• _WHAT YOU WILL DO_
Return exactly the lines from the one bearing "of the <item>rocky" through the last, and no others. Pictures must be left out.

[START EXERCISE INPUTS]

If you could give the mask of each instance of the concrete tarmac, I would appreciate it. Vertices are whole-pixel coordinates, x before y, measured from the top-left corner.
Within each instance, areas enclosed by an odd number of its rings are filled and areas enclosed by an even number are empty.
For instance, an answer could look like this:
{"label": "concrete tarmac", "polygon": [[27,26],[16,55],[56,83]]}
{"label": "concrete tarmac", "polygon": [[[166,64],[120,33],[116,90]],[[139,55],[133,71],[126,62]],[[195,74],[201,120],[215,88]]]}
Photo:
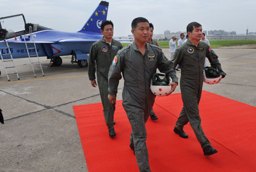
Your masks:
{"label": "concrete tarmac", "polygon": [[[214,51],[227,75],[217,85],[204,84],[203,90],[256,107],[256,49]],[[168,49],[163,51],[169,58]],[[20,80],[13,75],[10,82],[0,63],[5,119],[0,123],[0,171],[88,171],[73,106],[101,100],[87,68],[71,64],[70,58],[63,58],[61,66],[48,68],[49,61],[40,57],[45,76],[37,70],[36,78],[28,58],[15,60]],[[121,81],[118,99],[123,86]],[[179,93],[179,86],[174,93]]]}

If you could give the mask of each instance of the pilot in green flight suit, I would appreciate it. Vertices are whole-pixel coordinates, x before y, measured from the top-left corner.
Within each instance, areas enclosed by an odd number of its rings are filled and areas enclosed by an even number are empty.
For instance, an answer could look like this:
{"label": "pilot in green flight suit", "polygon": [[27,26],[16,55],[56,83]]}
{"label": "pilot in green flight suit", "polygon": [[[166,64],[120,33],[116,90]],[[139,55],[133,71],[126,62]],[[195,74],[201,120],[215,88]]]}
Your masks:
{"label": "pilot in green flight suit", "polygon": [[122,74],[125,81],[122,104],[132,129],[130,148],[135,150],[139,171],[150,172],[145,123],[155,98],[150,90],[151,77],[157,68],[160,72],[170,74],[174,82],[171,83],[172,91],[176,88],[178,79],[171,62],[161,49],[146,43],[149,35],[148,21],[138,18],[133,20],[131,26],[134,41],[118,52],[109,70],[109,99],[112,103],[115,102],[115,95]]}
{"label": "pilot in green flight suit", "polygon": [[206,137],[201,126],[199,115],[199,104],[202,93],[205,57],[209,59],[212,66],[218,68],[222,78],[226,73],[222,71],[214,52],[208,44],[200,41],[203,33],[201,24],[196,22],[189,23],[187,32],[189,39],[176,50],[172,61],[174,69],[179,65],[181,69],[180,85],[183,102],[183,108],[174,131],[180,137],[188,138],[183,131],[183,127],[189,122],[203,149],[204,154],[208,156],[217,151],[211,146]]}
{"label": "pilot in green flight suit", "polygon": [[108,99],[108,75],[109,67],[118,50],[122,49],[120,42],[112,39],[113,35],[113,24],[112,22],[105,20],[101,26],[103,38],[94,43],[91,47],[88,59],[88,75],[93,87],[97,86],[95,81],[97,64],[97,81],[100,89],[103,111],[106,124],[110,137],[116,135],[114,126],[114,112],[115,104],[110,103]]}

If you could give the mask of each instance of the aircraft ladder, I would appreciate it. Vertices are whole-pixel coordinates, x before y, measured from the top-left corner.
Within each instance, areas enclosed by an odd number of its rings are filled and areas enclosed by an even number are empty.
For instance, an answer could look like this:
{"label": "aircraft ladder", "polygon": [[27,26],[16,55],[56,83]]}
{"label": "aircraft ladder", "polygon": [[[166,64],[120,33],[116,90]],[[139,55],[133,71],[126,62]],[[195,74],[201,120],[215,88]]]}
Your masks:
{"label": "aircraft ladder", "polygon": [[[34,39],[33,35],[32,35],[32,27],[31,26],[30,26],[30,27],[29,27],[29,32],[30,32],[29,35],[22,35],[22,36],[23,37],[23,38],[24,39],[24,41],[26,44],[26,48],[27,48],[27,52],[28,55],[28,58],[30,59],[30,64],[31,64],[31,67],[32,67],[32,69],[33,70],[34,75],[35,77],[36,77],[35,73],[35,70],[41,70],[43,76],[44,76],[44,72],[43,71],[43,69],[42,68],[41,63],[40,62],[39,56],[38,56],[38,50],[36,49],[35,40]],[[26,39],[26,37],[25,37],[26,36],[28,36],[28,39],[27,40]],[[30,37],[32,38],[31,40],[30,40]],[[33,43],[33,45],[34,45],[33,47],[29,48],[28,47],[27,43],[30,43],[30,42]],[[31,54],[31,53],[32,53],[33,50],[35,51],[35,52],[36,53],[35,54]],[[38,62],[32,62],[31,59],[30,57],[37,57]],[[39,64],[40,68],[35,69],[34,69],[34,66],[33,66],[32,64],[35,64],[35,63]]]}
{"label": "aircraft ladder", "polygon": [[[5,42],[5,44],[6,44],[6,47],[0,48],[0,56],[1,56],[3,67],[5,68],[5,72],[6,73],[6,75],[8,78],[8,81],[10,81],[10,78],[9,78],[9,75],[15,74],[16,74],[16,75],[17,75],[18,79],[19,80],[19,75],[18,74],[17,70],[16,69],[15,65],[14,65],[14,62],[13,61],[13,56],[11,55],[11,51],[10,49],[9,45],[8,45],[8,43],[6,40],[5,39],[4,41]],[[3,42],[2,42],[1,43],[3,43]],[[6,54],[2,53],[2,49],[7,50],[7,53],[6,53]],[[10,56],[11,58],[10,59],[3,59],[3,56]],[[7,66],[5,64],[5,63],[7,62],[12,62],[12,64],[10,65],[10,66]],[[9,68],[14,68],[15,72],[13,72],[13,73],[8,73],[7,69],[9,69]]]}

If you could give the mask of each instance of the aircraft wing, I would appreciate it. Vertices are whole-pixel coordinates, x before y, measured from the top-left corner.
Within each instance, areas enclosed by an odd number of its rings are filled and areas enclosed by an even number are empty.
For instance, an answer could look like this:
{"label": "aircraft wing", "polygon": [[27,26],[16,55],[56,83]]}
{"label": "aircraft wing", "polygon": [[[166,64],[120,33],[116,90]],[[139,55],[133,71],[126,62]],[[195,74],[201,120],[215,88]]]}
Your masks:
{"label": "aircraft wing", "polygon": [[98,40],[98,39],[62,39],[58,41],[58,43],[75,43],[75,42],[96,42]]}

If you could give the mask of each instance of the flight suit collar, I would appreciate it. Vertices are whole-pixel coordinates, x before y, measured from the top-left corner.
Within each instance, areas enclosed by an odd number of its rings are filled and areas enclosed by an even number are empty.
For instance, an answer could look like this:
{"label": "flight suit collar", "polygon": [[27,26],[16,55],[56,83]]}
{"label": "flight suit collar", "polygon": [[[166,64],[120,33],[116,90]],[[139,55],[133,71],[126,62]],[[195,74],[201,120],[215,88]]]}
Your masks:
{"label": "flight suit collar", "polygon": [[[109,45],[107,42],[106,42],[105,40],[104,39],[104,37],[102,37],[102,38],[101,38],[101,41],[105,43],[106,44],[108,44],[108,45]],[[111,44],[112,45],[112,42],[113,42],[113,38],[112,38],[112,40],[111,41]]]}
{"label": "flight suit collar", "polygon": [[[148,44],[150,44],[150,43],[146,43],[146,52],[148,52],[150,50],[150,46],[148,45]],[[131,44],[131,46],[133,47],[133,49],[139,52],[139,50],[138,49],[137,45],[136,45],[136,44],[134,41],[133,41]]]}

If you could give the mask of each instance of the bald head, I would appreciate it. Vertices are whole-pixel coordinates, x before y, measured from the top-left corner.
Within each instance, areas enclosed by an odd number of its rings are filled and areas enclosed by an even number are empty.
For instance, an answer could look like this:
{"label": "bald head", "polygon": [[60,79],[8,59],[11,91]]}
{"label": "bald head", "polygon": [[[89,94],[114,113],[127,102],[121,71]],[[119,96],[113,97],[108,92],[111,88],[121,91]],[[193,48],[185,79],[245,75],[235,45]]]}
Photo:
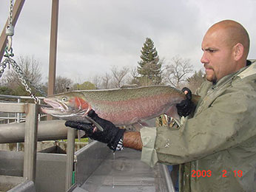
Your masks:
{"label": "bald head", "polygon": [[239,23],[232,20],[224,20],[213,24],[206,33],[220,32],[223,33],[223,41],[232,47],[240,43],[243,46],[243,58],[246,59],[249,49],[249,37],[246,29]]}

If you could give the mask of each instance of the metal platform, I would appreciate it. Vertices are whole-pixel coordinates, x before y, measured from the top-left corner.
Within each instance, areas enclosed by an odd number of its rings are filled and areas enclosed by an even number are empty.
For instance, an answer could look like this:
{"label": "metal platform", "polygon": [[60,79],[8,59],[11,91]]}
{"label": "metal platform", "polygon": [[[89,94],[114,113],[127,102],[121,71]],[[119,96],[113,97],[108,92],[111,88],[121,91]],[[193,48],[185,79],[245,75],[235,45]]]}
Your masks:
{"label": "metal platform", "polygon": [[70,191],[172,191],[172,185],[166,166],[150,168],[140,160],[141,151],[125,148],[106,159],[81,185]]}

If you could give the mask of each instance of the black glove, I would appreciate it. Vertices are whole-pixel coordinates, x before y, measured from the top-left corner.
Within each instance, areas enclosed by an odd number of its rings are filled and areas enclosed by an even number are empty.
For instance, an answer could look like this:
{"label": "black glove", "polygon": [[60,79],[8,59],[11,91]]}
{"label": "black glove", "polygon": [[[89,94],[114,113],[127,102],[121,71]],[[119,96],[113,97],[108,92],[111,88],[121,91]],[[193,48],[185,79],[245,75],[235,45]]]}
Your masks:
{"label": "black glove", "polygon": [[176,104],[178,114],[180,116],[188,116],[192,111],[194,111],[195,105],[191,100],[192,92],[189,88],[184,87],[181,90],[182,92],[187,91],[188,93],[186,95],[186,100],[182,100],[180,103]]}
{"label": "black glove", "polygon": [[[107,143],[107,146],[113,150],[117,150],[117,147],[122,145],[122,137],[125,129],[119,128],[107,120],[101,119],[98,114],[91,109],[88,112],[88,116],[94,121],[98,123],[104,129],[103,131],[95,128],[92,123],[80,123],[75,121],[67,121],[66,126],[83,130],[86,134],[91,139]],[[118,150],[120,148],[118,148]]]}

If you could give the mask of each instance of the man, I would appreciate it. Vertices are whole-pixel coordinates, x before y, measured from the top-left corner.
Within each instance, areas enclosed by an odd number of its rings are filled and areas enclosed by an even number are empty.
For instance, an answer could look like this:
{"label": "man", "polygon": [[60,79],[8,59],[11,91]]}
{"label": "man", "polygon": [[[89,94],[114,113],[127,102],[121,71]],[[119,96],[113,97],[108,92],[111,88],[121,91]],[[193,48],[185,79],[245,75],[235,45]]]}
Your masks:
{"label": "man", "polygon": [[[141,150],[141,160],[180,165],[180,191],[256,191],[256,64],[246,61],[249,38],[239,23],[212,25],[202,42],[206,79],[194,114],[178,130],[167,127],[124,131],[93,112],[104,131],[67,122],[92,139]],[[178,106],[180,114],[189,98]],[[183,107],[182,107],[183,106]]]}

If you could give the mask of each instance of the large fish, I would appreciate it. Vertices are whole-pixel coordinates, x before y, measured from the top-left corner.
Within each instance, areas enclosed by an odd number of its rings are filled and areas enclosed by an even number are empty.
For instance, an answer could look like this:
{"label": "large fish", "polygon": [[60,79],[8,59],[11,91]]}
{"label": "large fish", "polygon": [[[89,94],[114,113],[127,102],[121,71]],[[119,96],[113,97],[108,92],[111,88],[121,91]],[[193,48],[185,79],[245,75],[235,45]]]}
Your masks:
{"label": "large fish", "polygon": [[[47,97],[44,101],[53,108],[44,107],[41,111],[65,120],[90,122],[102,131],[87,116],[90,110],[117,126],[127,126],[162,114],[179,119],[176,104],[185,99],[183,92],[169,86],[73,91]],[[198,96],[193,95],[194,103],[197,100]]]}

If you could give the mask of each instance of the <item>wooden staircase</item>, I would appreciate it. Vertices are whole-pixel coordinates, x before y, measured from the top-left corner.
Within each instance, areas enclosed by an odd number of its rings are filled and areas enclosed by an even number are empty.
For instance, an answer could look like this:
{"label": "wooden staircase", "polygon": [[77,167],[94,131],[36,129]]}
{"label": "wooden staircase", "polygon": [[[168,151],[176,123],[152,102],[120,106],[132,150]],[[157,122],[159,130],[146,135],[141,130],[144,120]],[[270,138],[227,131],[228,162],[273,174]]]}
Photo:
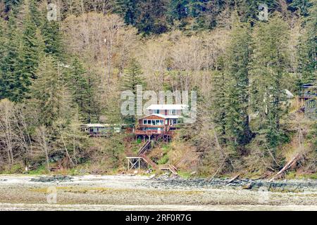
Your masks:
{"label": "wooden staircase", "polygon": [[[163,137],[163,134],[158,135],[155,139],[155,141],[157,141],[160,140]],[[160,170],[169,170],[172,172],[172,174],[176,175],[178,174],[178,169],[171,165],[158,165],[156,163],[153,162],[149,157],[145,155],[145,152],[151,148],[151,140],[147,141],[144,144],[139,148],[137,156],[142,158],[145,162],[148,165],[151,165],[155,169]]]}

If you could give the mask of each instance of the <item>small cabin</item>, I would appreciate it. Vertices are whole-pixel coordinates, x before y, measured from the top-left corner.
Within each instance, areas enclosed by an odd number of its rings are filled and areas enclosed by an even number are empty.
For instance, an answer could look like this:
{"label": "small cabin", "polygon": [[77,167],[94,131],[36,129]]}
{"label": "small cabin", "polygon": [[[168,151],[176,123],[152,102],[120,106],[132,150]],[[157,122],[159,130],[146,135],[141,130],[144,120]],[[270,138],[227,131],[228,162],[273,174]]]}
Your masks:
{"label": "small cabin", "polygon": [[82,126],[82,129],[90,136],[105,136],[109,133],[121,133],[125,127],[122,124],[87,124]]}
{"label": "small cabin", "polygon": [[310,119],[317,119],[317,86],[305,84],[299,96],[300,111]]}

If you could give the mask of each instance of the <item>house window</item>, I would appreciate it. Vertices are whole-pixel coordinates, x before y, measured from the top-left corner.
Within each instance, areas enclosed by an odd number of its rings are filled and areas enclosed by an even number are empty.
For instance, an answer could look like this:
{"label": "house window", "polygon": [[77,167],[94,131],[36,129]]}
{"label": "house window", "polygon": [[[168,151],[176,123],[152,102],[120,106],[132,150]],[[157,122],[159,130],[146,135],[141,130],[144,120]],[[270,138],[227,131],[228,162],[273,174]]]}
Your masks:
{"label": "house window", "polygon": [[170,111],[171,115],[176,115],[176,110],[172,110]]}

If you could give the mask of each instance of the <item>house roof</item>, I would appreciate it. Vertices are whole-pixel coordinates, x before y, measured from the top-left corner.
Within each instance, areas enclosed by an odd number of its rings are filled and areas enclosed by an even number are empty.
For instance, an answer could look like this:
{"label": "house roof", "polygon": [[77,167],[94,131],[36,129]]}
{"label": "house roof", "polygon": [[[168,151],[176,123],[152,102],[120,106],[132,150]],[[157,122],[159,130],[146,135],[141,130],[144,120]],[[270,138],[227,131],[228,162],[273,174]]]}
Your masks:
{"label": "house roof", "polygon": [[286,96],[287,96],[287,98],[294,98],[294,95],[287,89],[285,89],[285,94]]}
{"label": "house roof", "polygon": [[82,126],[86,127],[120,127],[120,126],[126,126],[127,124],[83,124]]}
{"label": "house roof", "polygon": [[149,110],[182,110],[188,108],[187,105],[182,104],[165,104],[165,105],[151,105],[147,109]]}
{"label": "house roof", "polygon": [[141,117],[140,119],[143,119],[143,118],[146,118],[150,116],[156,116],[161,118],[163,118],[163,119],[178,119],[180,117],[182,117],[182,116],[180,115],[162,115],[162,114],[157,114],[157,113],[152,113],[151,115],[147,115],[146,116],[144,116],[143,117]]}

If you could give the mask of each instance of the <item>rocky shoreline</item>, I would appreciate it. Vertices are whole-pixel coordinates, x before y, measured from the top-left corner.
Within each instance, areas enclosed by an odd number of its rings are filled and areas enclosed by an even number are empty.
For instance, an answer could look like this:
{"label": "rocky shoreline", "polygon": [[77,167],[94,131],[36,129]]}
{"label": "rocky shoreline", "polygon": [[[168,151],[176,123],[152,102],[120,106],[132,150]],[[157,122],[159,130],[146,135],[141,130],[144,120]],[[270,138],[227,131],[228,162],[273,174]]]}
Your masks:
{"label": "rocky shoreline", "polygon": [[266,189],[268,191],[300,192],[317,191],[317,180],[281,180],[268,181],[262,179],[182,179],[180,177],[162,176],[156,178],[152,184],[154,187],[187,187],[187,188],[229,188],[247,190]]}
{"label": "rocky shoreline", "polygon": [[[48,207],[47,198],[52,190],[56,191],[57,205]],[[137,175],[0,176],[0,211],[142,210],[153,207],[158,210],[317,210],[317,181],[211,181],[165,175],[151,178]]]}

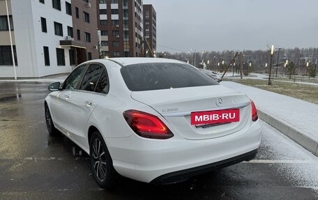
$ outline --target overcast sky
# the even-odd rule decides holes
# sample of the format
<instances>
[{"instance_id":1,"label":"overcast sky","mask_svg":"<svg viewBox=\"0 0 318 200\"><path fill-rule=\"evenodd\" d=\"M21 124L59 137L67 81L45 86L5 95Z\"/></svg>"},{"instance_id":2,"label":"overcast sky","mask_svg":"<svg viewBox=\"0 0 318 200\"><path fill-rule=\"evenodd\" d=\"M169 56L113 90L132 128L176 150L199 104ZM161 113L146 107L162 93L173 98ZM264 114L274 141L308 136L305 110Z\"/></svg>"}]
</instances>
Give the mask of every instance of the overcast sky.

[END EXERCISE INPUTS]

• _ANSWER TO THIS PROBLEM_
If you could give the mask of each instance of the <item>rocky shoreline</item>, I would appreciate it. Vertices are whole-pixel coordinates, x before y, measured from the top-left corner.
Within each instance, areas enclosed by an odd number of its rings are filled and areas enclosed by an even number are empty.
For instance, an answer could look like this:
{"label": "rocky shoreline", "polygon": [[77,167],[94,131],[36,129]]}
{"label": "rocky shoreline", "polygon": [[[168,151],[176,123],[152,102],[120,106],[132,150]],[[157,122],[159,130],[146,135],[141,130],[144,120]],[[270,138],[227,131],[228,162],[273,174]]]}
Your masks:
{"label": "rocky shoreline", "polygon": [[266,189],[268,191],[300,192],[317,191],[317,180],[281,180],[268,181],[262,179],[182,179],[180,177],[162,176],[156,178],[152,184],[154,187],[187,187],[187,188],[229,188],[247,190]]}
{"label": "rocky shoreline", "polygon": [[[48,207],[47,198],[52,190],[56,191],[57,205]],[[137,175],[0,176],[0,211],[142,210],[153,207],[158,210],[317,210],[317,181],[211,181],[165,175],[151,178]]]}

$ outline --target overcast sky
# the even-odd rule decides holes
# sample of the format
<instances>
[{"instance_id":1,"label":"overcast sky","mask_svg":"<svg viewBox=\"0 0 318 200\"><path fill-rule=\"evenodd\" d=\"M21 124L59 137L67 81L45 86L5 95Z\"/></svg>"},{"instance_id":2,"label":"overcast sky","mask_svg":"<svg viewBox=\"0 0 318 200\"><path fill-rule=\"evenodd\" d=\"M169 56L113 90L132 128L176 150L199 104ZM161 113L146 107L162 93L173 98ZM264 114L274 141L308 136L305 110Z\"/></svg>"}]
</instances>
Give the mask of every instance of the overcast sky.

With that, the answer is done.